PROBLEM STATEMENT: Rewrite only the stretch of records from the line containing "Highlight person's bare" through the line containing "[0,128,334,292]", requests included, and offset each coordinate in the answers by adding 62 to it.

DATA ROWS:
-----

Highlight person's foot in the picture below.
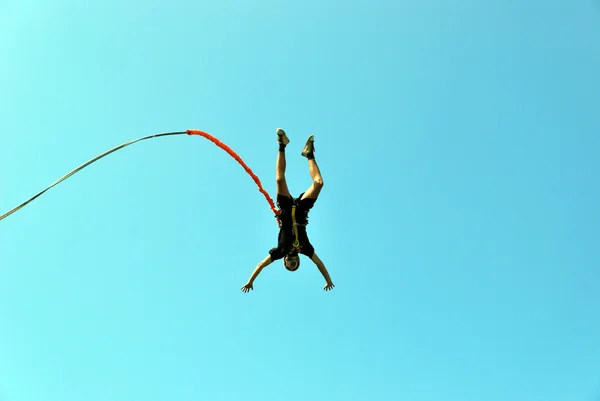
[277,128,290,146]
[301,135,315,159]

-----

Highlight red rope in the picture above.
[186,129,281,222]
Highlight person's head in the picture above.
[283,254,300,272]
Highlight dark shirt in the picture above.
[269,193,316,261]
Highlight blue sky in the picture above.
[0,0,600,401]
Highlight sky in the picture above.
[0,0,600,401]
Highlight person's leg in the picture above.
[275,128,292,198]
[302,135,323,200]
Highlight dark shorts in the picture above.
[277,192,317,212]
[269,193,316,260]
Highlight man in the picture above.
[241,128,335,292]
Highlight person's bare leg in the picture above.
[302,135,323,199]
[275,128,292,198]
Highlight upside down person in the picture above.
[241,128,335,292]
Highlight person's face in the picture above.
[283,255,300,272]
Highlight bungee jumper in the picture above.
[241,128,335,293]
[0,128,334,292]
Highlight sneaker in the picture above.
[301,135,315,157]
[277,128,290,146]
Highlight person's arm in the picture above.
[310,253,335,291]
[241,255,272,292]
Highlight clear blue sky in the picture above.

-----

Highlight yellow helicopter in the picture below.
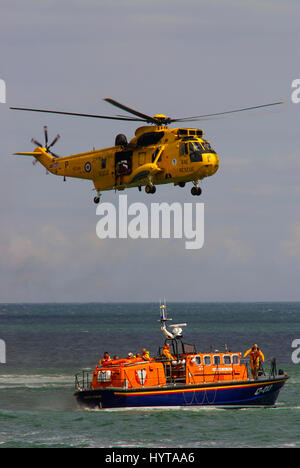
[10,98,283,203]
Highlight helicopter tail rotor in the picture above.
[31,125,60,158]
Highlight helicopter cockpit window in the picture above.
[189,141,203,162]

-----

WRITTEN REPLY:
Highlight person's bare leg in the picture above.
[364,197,385,261]
[337,190,354,260]
Highlight upside down person in the picture above.
[303,190,397,354]
Highlight person's face in the picture above.
[345,317,362,334]
Highlight bungee jumper in the picture above.
[303,190,397,355]
[62,190,396,354]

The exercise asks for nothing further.